(Beginning of The data)

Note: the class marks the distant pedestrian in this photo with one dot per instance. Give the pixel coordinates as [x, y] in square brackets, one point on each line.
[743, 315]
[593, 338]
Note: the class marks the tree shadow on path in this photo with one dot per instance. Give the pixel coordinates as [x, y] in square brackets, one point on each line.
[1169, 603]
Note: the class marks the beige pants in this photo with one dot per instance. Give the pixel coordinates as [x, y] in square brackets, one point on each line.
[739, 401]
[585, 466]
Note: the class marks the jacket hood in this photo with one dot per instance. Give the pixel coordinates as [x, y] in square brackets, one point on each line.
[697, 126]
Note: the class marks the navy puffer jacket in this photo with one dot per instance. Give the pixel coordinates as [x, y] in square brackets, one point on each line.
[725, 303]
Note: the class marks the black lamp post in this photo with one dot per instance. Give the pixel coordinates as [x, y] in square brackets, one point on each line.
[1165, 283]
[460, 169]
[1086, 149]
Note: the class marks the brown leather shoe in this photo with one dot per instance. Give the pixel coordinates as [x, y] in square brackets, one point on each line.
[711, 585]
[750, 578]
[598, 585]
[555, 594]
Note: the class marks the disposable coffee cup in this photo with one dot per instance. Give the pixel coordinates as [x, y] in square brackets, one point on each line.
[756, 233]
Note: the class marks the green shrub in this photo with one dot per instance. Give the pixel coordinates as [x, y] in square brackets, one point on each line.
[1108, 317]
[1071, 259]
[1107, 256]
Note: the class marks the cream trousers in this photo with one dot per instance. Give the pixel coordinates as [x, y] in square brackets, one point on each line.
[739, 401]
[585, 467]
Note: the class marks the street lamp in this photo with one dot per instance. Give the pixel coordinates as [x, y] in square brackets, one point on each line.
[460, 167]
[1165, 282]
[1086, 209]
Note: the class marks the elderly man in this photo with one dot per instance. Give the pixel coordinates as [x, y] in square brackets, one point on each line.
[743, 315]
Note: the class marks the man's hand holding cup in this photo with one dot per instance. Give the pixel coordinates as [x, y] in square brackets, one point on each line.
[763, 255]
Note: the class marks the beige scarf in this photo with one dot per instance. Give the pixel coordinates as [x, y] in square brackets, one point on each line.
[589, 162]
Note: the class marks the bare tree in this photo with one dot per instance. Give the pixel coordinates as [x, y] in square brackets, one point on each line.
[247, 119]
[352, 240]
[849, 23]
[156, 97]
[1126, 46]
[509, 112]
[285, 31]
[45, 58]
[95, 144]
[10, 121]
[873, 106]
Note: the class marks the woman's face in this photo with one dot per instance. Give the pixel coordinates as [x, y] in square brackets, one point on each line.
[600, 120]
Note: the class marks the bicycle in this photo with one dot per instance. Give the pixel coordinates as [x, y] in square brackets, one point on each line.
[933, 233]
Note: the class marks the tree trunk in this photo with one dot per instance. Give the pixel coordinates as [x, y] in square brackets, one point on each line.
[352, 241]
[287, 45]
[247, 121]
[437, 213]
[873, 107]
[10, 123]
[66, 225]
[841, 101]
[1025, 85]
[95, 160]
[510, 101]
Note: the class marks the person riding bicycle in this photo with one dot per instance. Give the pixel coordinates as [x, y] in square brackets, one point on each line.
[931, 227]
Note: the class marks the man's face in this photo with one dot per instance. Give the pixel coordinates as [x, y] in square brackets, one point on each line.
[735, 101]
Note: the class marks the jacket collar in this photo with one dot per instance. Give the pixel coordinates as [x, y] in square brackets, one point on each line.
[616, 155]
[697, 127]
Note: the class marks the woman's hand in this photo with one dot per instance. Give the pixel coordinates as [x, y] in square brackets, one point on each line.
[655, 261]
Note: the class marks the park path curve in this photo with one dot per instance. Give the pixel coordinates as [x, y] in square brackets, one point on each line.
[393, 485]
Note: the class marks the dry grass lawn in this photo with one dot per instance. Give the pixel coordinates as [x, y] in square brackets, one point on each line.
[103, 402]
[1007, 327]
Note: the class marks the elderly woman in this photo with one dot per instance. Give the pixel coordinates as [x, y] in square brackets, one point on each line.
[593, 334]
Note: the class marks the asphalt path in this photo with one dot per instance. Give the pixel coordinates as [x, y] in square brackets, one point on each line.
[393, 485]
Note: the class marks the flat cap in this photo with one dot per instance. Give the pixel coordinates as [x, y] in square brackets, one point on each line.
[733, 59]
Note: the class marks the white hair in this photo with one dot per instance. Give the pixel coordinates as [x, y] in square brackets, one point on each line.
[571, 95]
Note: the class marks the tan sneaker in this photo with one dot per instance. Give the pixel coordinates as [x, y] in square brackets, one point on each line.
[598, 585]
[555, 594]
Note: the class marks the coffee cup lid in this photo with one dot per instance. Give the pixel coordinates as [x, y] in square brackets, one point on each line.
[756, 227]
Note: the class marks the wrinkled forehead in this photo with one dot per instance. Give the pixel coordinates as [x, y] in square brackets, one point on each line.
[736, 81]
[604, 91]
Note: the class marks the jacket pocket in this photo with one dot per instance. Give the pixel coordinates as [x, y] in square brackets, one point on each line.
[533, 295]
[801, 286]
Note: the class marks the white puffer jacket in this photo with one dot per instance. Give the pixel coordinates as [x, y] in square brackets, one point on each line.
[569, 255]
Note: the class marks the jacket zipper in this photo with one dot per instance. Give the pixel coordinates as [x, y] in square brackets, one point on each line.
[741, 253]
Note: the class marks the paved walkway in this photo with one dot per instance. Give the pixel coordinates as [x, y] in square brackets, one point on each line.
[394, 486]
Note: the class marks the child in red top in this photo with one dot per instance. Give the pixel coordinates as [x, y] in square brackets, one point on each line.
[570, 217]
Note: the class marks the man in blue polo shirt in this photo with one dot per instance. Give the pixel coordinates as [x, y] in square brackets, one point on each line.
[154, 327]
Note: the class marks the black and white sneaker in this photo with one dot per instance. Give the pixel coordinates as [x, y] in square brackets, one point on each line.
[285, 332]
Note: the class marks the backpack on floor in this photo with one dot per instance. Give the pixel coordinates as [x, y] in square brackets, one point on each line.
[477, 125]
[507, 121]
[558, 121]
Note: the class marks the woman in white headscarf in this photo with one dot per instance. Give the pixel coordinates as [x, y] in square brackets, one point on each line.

(End of The data)

An exact copy of all the material is what is needed.

**Written response:**
Note: the class marks the distant pedestrian in this photo with one dot per instance. Give the pixel coordinates as [x, y] in square brackets, one point on each line.
[743, 315]
[593, 338]
Note: the class marks the tree shadow on path in this photo with one dot per instance. Give the pixel coordinates as [x, y] in square brackets, one point on each line.
[1169, 603]
Note: the class marks the beige pants in this photo with one dot per instance. Give the pixel coordinates as [x, y] in square brackets, one point on each line.
[739, 401]
[585, 466]
Note: the class marks the jacket hood in this photo with one dot per instance. Give the pixel coordinates as [x, y] in square brackets, one point on each line.
[697, 126]
Note: the class marks the navy puffer jacket in this photo with one dot per instance. Give the pixel coordinates as [x, y] in square brackets, one point on each line.
[725, 303]
Note: the class marks the black lamp post in this photo with one dot per instance. Give the pixel coordinates as [x, y] in square brackets, one point on each line.
[1165, 283]
[460, 169]
[1086, 149]
Note: the class marks the brown leather shoe in this photo with one dot per instance. Give the pixel coordinates as [x, y] in square brackets, one point on each line.
[711, 585]
[750, 578]
[598, 585]
[555, 594]
Note: the class marks the disposable coffee cup in this photo with one dot per instance. Give the pixel coordinates as [x, y] in square brackets, one point on each line.
[756, 233]
Note: the class marks the green shrub in this photo with one dot per instance. Give the pixel coordinates as [x, y] in square brackets, one point on each line.
[1108, 317]
[1071, 259]
[1107, 256]
Note: the class marks the cream trousers in this photo with one dot per instance. Give the pixel coordinates as [x, y] in square brackets, one point on each line.
[739, 401]
[585, 467]
Note: the class marks the street lamp in this photo with one dot per instance. Give the pixel coordinates as [x, y] in square brackets, one point on each line.
[460, 167]
[1165, 282]
[1086, 209]
Note: the class marks the elderly man in this photo with one dot per instance. Give the pixel coordinates as [x, y] in square brackets, one point on each line.
[743, 315]
Note: the class marks the man's hand holding cup in this photo with one dot per instance. Give the pixel coordinates as [x, y] in square brackets, one point on each line.
[763, 255]
Note: the class marks the beige scarf in this photo with one dot per instance. Give the pixel coordinates as [x, y] in square brackets, one point on each line.
[589, 162]
Note: the class marks the bare tree in this photo with one dot per instance. Give the pixel coordinates as [x, y] in square brackets, one point on each line.
[247, 119]
[352, 240]
[849, 23]
[156, 97]
[1126, 46]
[509, 112]
[285, 31]
[45, 58]
[95, 144]
[10, 121]
[873, 106]
Note: the class marks the woman's face in this photo with one dot per instance. Give the pixel coordinates as [x, y] in square brackets, one point on each line.
[600, 120]
Note: the class marks the bicycle in this photo with one dot per instance. Give the pixel coordinates as [x, y] in square brackets, one point on each line.
[933, 233]
Note: the class marks the tree trunk in this photo with one dot per instance. Give the pixel coordinates as [x, y] in square brackets, one point on each line.
[352, 241]
[287, 45]
[247, 121]
[437, 213]
[873, 107]
[10, 123]
[66, 225]
[841, 101]
[1025, 85]
[95, 160]
[510, 101]
Note: the class marks the person riding bicycle in this photo with one dot per instance. Give the pixel coordinates as [x, y] in square brackets, one point on each line.
[931, 227]
Note: the class marks the man's face in this photo with one dot per instance. Give the pixel coordinates as [x, y] in square brackets, one point on each line.
[735, 101]
Note: the class marks the jacket collar in this photo with one dot per instance. Give the pixel coordinates as [x, y] in square brackets, one point on each line.
[616, 155]
[697, 127]
Note: the class marks the woman's hand in this photo with one dot per instance. Give the pixel coordinates as [x, y] in square brackets, one point on each line.
[655, 261]
Note: the class marks the park path curve in this photo with one dot per instance. Give the pixel coordinates as [x, y] in square brackets, one point on each line.
[393, 485]
Note: the class marks the dry grass lawn in this photo with one dot per instance. Give the pixel coordinates as [x, y] in square brackets, one point on each line.
[103, 402]
[1007, 327]
Note: the class marks the elderly woman in this photo with one dot per instance. Give the pixel coordinates as [x, y] in square brackets, one point on each line.
[593, 334]
Note: the class marks the asphalt path in this photo with one dot per instance. Give the pixel coordinates as [x, y] in square brackets, one point on each line.
[393, 485]
Note: the class marks the flat cap in this photo with one dot per instance. Give the pixel coordinates as [x, y] in square brackets, one point on each line.
[733, 59]
Note: the class marks the white hair in this photo with one dot per instance. Give the pixel coordinates as [x, y] in square brackets, one point on each line.
[571, 95]
Note: the class marks the tan sneaker in this photo with one dot per instance. Give the pixel coordinates as [x, y] in square brackets, one point on each line.
[598, 585]
[555, 594]
Note: the class marks the coffee cup lid in this photo with one dot per instance. Give the pixel coordinates as [x, y] in square brackets, one point on each line.
[756, 227]
Note: the class marks the wrinkled forehead in this photo with one dot per instance. Give the pixel coordinates as [x, y] in square brackets, one point on each line.
[736, 81]
[604, 91]
Note: the class marks the jacket pocket in this photo with one dot per instance. Give the pixel coordinates as [x, y] in square brackets, one point on each line.
[533, 295]
[801, 286]
Note: the class marks the white puffer jacket in this photo with one dot per instance. Give the pixel coordinates as [x, y] in square brackets, one point on each line.
[569, 255]
Note: the class marks the jacket zipper in this photo with one dot per instance. Give the pixel coordinates as [x, y] in square brackets, one point on each line.
[741, 253]
Note: the class marks the paved walkway in this photo with one dot per instance. Give the pixel coordinates as [x, y] in square brackets, one point on each line.
[394, 486]
Note: the class marks the child in red top in this photo with one dot per instance. Give the pixel coordinates as [x, y] in square brackets, one point on each line.
[570, 217]
Note: the class marks the man in blue polo shirt in this photo with one dot per instance. Give the pixel coordinates as [x, y] in square brackets, one point on each line.
[154, 327]
Note: the class marks the black and white sneaker in this photo with one dot per instance. Give the pixel coordinates as [x, y] in square brackets, one point on each line.
[285, 332]
Note: the class marks the backpack on floor in this photo with one dot per instance. Give the pixel coordinates as [x, y] in square brackets, one point on each line.
[477, 125]
[507, 121]
[558, 121]
Note: the class marks the woman in white headscarf in this photo with one dot per instance. Give the pixel coordinates as [x, y] in square brackets, one point on each line.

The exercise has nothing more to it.